▽

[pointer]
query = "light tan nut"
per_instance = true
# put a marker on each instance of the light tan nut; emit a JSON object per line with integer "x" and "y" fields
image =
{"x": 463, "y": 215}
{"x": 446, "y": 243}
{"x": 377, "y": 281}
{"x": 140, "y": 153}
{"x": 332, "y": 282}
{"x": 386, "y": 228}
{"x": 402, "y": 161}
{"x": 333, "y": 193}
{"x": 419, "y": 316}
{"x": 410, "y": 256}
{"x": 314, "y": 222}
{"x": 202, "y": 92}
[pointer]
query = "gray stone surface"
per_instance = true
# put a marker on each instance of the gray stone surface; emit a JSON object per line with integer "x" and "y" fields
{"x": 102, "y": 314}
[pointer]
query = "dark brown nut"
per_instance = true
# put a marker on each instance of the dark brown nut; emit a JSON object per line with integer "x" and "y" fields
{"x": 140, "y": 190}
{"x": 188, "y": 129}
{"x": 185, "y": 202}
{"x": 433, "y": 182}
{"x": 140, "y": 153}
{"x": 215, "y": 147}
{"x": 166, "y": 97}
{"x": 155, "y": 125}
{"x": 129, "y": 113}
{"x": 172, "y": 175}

△

▶ _THE TASK_:
Copy out the records shown above, every one, exactly.

▶ _EXPECTED OUTPUT_:
[pointer]
query = "light tan nut"
per_instance = true
# put a marker on each instance of the light tan nut; emit a JSON object per line with integer "x" and "y" fields
image =
{"x": 463, "y": 215}
{"x": 446, "y": 243}
{"x": 377, "y": 281}
{"x": 140, "y": 153}
{"x": 332, "y": 282}
{"x": 386, "y": 228}
{"x": 402, "y": 161}
{"x": 333, "y": 193}
{"x": 419, "y": 316}
{"x": 410, "y": 256}
{"x": 314, "y": 222}
{"x": 202, "y": 92}
[pointer]
query = "gray stone surface"
per_instance = true
# put a marker on each instance of the gray stone surface; emit a JSON object per line with integer "x" and "y" fields
{"x": 102, "y": 314}
[pointer]
query = "dark brown nut"
per_instance = true
# put a marker on each instance of the dark brown nut; emit a JSON object per line with integer "x" and "y" fields
{"x": 140, "y": 190}
{"x": 188, "y": 129}
{"x": 185, "y": 202}
{"x": 433, "y": 182}
{"x": 140, "y": 153}
{"x": 215, "y": 147}
{"x": 166, "y": 97}
{"x": 155, "y": 125}
{"x": 129, "y": 113}
{"x": 172, "y": 175}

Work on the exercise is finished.